**What you need to do**
Return every line of the listing below that contains the word "eyeglasses".

**Data listing**
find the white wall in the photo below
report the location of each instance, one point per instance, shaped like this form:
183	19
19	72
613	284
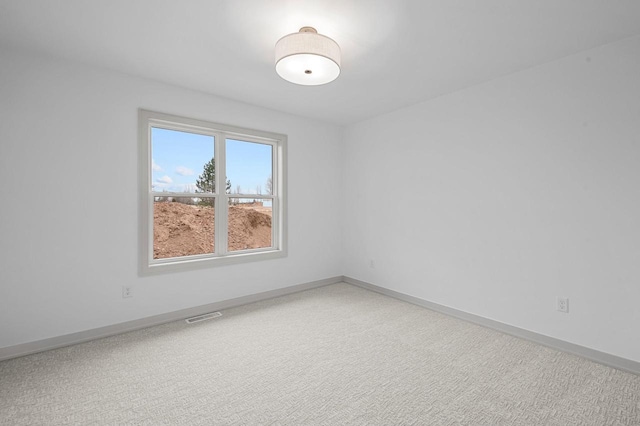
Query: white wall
68	227
496	199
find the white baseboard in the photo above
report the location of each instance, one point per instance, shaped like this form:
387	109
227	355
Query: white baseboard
98	333
582	351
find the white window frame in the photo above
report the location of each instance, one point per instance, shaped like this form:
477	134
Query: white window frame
148	265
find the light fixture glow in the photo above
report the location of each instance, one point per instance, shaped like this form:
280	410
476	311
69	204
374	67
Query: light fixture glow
307	58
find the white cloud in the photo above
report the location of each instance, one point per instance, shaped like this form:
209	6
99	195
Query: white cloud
184	171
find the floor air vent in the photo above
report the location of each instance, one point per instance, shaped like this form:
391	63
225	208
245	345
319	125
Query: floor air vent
203	317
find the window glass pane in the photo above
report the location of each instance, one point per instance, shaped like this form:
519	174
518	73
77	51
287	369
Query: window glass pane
182	226
181	161
249	167
249	224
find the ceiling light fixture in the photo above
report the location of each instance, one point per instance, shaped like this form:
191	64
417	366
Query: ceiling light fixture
307	58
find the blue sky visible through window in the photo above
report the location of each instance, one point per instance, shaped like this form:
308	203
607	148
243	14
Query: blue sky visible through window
178	158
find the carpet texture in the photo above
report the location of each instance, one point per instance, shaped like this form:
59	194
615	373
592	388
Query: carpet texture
336	355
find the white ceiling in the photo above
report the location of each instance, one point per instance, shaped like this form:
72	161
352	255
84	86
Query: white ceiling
394	52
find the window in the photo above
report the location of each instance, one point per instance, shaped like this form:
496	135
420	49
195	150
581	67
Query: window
210	194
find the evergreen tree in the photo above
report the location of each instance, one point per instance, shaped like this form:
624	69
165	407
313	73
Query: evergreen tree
206	182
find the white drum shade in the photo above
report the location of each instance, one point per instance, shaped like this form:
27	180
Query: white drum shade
307	58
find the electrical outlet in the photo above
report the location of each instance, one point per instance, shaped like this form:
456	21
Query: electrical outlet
563	304
127	291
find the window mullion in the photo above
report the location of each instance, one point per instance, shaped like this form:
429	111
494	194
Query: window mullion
222	204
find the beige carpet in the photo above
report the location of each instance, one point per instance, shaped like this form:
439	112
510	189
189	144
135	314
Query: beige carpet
335	355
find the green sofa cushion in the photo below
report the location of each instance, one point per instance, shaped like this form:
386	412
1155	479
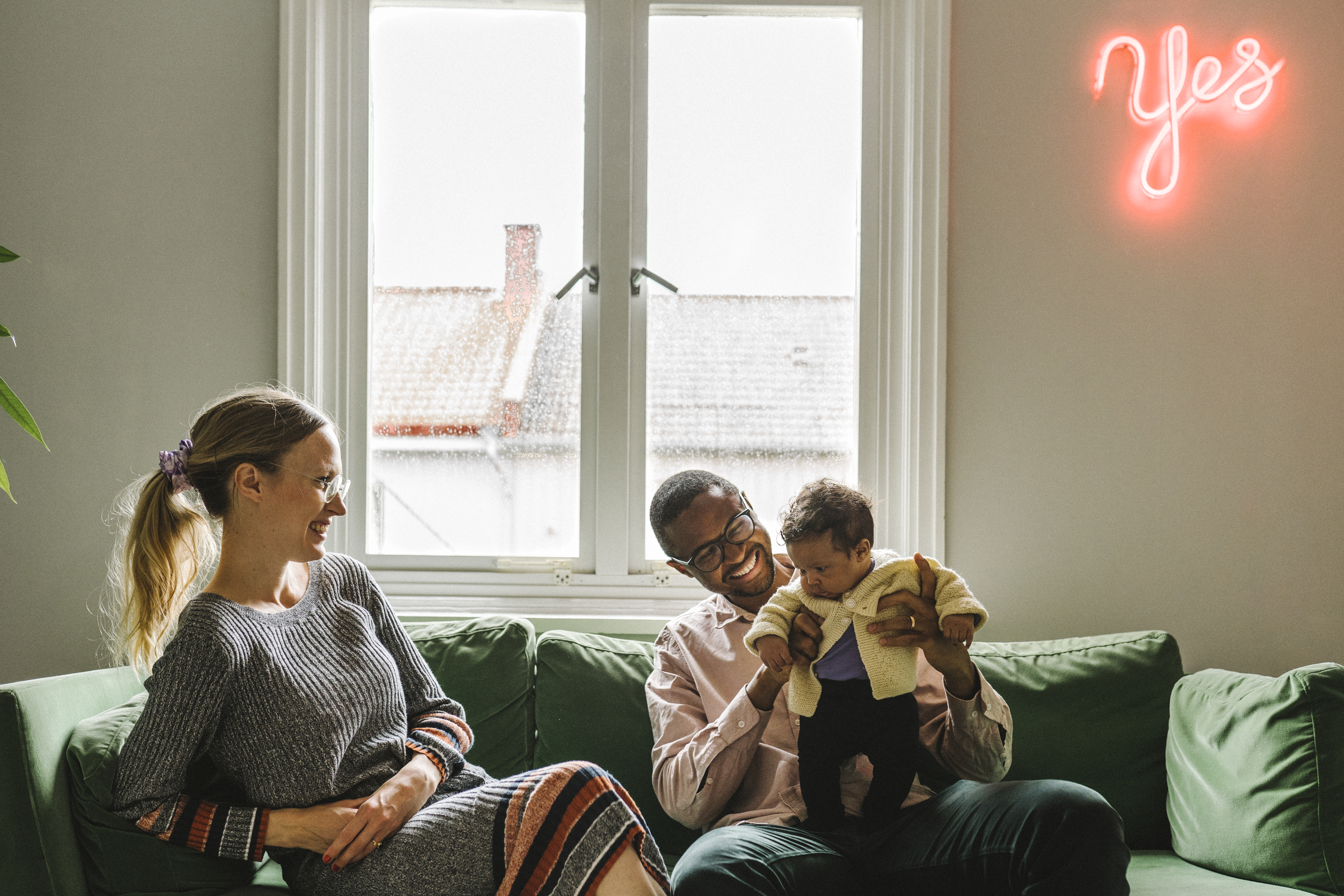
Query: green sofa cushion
40	855
119	858
1164	874
1093	711
1256	770
487	665
591	706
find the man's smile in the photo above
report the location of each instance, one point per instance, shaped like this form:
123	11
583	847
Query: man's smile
749	566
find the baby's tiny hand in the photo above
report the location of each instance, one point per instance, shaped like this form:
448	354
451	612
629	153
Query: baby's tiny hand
960	627
775	654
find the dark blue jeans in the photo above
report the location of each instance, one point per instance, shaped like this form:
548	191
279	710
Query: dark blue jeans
1030	837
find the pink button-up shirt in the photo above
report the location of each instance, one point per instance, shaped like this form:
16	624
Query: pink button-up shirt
720	761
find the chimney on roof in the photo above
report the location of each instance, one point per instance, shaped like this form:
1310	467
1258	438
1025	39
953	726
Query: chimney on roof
519	272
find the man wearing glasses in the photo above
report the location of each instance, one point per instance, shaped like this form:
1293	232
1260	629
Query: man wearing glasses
725	753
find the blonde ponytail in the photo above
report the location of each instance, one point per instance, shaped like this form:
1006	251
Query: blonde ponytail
169	543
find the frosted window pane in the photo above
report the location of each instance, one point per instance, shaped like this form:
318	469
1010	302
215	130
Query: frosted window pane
478	220
755	130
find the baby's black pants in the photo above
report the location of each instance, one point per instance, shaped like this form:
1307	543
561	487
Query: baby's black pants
850	721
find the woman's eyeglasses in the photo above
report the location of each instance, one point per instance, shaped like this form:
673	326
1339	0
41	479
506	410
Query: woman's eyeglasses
331	488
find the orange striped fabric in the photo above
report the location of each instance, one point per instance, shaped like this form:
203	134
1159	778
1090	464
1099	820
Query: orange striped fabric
557	823
230	832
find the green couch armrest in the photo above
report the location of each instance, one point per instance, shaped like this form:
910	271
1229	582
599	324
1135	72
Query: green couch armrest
38	848
1256	776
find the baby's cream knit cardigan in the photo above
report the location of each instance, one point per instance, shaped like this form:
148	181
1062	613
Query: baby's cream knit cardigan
890	670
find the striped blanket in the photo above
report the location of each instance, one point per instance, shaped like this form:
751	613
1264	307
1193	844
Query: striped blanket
560	831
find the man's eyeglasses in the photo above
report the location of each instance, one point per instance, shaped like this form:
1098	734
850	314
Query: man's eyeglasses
710	558
331	488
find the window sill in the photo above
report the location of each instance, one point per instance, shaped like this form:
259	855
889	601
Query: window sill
420	593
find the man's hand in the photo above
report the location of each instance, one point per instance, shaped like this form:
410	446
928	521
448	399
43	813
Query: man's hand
960	628
384	813
775	652
921	631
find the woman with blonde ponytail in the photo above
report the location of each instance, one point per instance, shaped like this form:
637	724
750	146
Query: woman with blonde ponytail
292	673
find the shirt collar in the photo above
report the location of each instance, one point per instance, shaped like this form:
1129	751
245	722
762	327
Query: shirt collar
726	612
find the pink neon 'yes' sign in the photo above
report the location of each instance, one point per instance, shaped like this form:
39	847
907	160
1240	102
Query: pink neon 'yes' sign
1203	88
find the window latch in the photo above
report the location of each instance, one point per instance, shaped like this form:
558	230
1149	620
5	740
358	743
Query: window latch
640	273
584	272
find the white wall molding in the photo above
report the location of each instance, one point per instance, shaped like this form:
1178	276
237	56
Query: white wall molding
902	335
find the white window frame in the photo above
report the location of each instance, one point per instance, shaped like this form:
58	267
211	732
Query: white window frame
901	327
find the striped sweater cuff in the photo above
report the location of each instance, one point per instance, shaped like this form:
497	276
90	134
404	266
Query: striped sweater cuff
216	829
441	737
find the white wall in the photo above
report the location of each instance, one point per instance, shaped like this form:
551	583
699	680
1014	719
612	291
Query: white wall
1147	410
138	175
1146	413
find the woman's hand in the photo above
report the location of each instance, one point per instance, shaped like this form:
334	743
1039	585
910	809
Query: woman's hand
384	813
312	828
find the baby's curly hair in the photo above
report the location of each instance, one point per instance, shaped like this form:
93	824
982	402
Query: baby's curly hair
833	507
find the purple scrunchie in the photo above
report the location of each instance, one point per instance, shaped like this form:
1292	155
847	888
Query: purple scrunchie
174	464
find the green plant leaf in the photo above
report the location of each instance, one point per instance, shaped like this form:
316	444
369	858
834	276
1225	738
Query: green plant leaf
15	409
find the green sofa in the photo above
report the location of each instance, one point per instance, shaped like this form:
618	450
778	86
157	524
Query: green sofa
1229	784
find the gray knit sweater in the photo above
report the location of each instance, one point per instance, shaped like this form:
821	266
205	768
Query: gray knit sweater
318	703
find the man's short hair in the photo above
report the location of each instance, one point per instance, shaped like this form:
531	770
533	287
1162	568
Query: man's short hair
675	496
833	507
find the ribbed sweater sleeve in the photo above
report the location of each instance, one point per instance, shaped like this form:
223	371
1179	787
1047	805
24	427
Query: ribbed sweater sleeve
186	692
436	725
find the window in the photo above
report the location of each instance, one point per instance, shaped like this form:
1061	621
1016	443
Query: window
783	167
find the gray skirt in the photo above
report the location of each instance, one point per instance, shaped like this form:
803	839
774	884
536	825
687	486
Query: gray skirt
554	831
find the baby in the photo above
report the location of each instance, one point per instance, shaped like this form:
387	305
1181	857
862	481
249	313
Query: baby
858	696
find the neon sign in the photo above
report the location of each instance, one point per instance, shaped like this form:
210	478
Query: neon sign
1203	88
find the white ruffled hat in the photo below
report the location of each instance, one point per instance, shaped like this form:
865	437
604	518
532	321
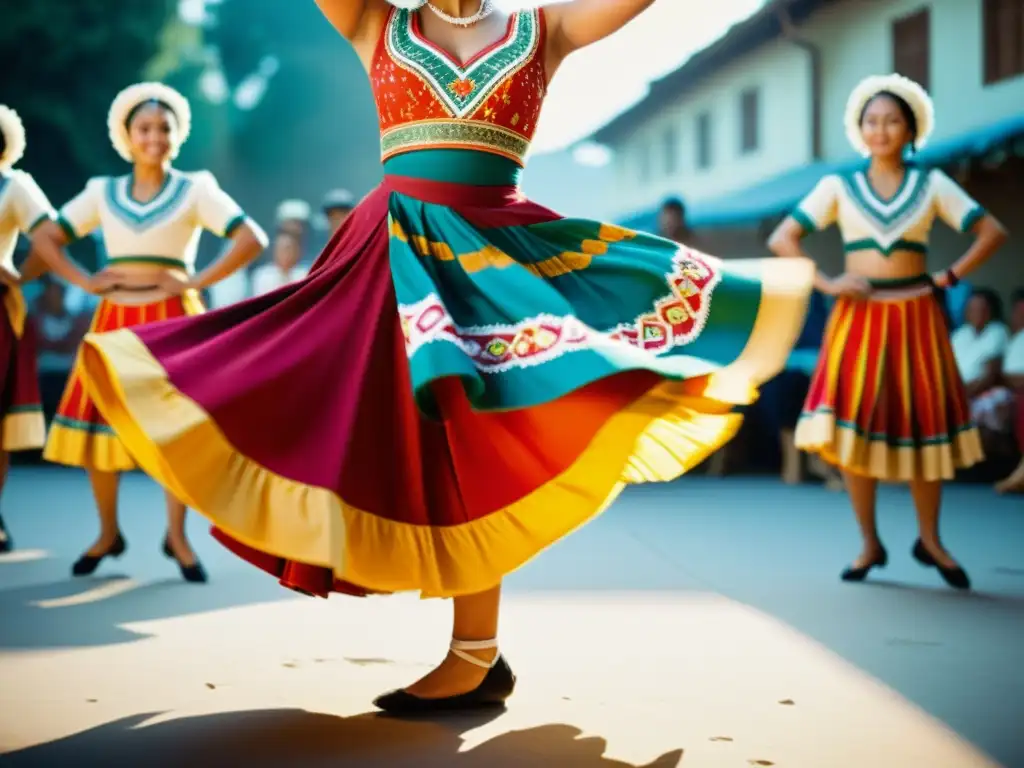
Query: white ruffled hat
13	138
293	210
137	94
909	91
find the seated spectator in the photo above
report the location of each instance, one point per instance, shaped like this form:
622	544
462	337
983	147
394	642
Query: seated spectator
59	329
285	267
979	346
1013	378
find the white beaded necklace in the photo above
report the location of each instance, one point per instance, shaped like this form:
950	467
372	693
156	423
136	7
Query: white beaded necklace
485	9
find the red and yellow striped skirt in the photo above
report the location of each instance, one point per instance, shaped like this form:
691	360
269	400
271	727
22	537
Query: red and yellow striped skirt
886	399
79	436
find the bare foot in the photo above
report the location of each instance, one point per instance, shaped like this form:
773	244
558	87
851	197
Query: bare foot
181	549
453	677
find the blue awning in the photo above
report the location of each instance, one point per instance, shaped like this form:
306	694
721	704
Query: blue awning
779	195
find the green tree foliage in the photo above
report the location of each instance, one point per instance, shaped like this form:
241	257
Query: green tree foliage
62	62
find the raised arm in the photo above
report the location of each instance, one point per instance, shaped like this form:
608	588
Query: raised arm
359	22
577	24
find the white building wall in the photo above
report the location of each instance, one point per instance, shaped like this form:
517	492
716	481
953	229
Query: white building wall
781	73
856	41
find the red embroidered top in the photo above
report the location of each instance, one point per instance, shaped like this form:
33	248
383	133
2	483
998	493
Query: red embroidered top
427	99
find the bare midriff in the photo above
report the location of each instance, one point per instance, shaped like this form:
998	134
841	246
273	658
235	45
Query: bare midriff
880	268
140	281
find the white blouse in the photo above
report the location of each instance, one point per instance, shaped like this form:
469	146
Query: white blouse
1013	360
23	207
164	230
867	222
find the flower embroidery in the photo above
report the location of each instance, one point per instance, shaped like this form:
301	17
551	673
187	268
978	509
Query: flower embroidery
463	88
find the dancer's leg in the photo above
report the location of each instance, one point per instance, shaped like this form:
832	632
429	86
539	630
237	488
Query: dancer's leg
475	619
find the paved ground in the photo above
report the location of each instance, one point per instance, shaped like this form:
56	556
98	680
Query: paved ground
698	625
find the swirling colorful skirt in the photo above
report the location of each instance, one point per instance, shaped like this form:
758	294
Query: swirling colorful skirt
80	436
20	409
886	399
463	379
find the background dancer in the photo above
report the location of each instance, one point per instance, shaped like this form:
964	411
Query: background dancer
23	207
465	377
886	400
151	221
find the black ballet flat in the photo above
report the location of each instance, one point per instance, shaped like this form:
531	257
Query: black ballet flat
6	543
955	577
858	574
87	564
489	694
194	573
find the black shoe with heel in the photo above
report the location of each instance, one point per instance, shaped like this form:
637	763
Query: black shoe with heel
87	564
492	693
194	573
955	577
860	573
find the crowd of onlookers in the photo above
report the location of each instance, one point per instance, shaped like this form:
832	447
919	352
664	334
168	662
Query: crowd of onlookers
60	313
988	345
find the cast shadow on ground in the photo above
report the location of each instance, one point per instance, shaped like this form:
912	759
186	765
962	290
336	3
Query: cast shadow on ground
272	738
90	612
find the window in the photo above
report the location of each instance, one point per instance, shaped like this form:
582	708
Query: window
671	151
643	163
1003	45
912	47
704	140
749	120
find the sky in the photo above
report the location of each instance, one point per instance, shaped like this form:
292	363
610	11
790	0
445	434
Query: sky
599	82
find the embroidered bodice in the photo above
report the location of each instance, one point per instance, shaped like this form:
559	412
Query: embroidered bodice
426	99
868	222
162	231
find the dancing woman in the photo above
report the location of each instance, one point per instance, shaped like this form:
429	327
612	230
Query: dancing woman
887	401
23	208
464	377
151	221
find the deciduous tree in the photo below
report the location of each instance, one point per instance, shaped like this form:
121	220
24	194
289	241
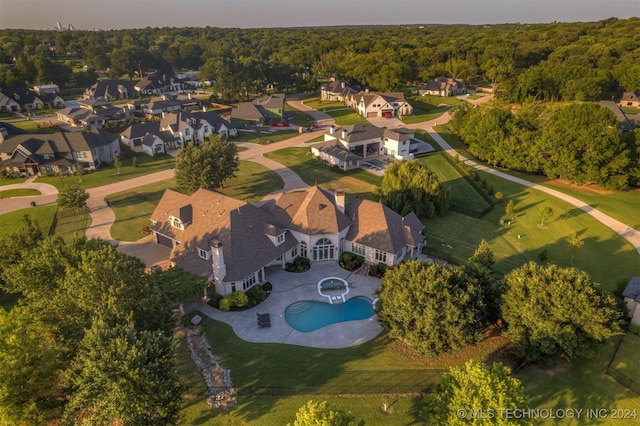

**Exercise solution**
find the woman's eyeglasses in the photo above
Query: woman's eyeglasses
find the man's eyeglasses in the photo above
Query: man's eyeglasses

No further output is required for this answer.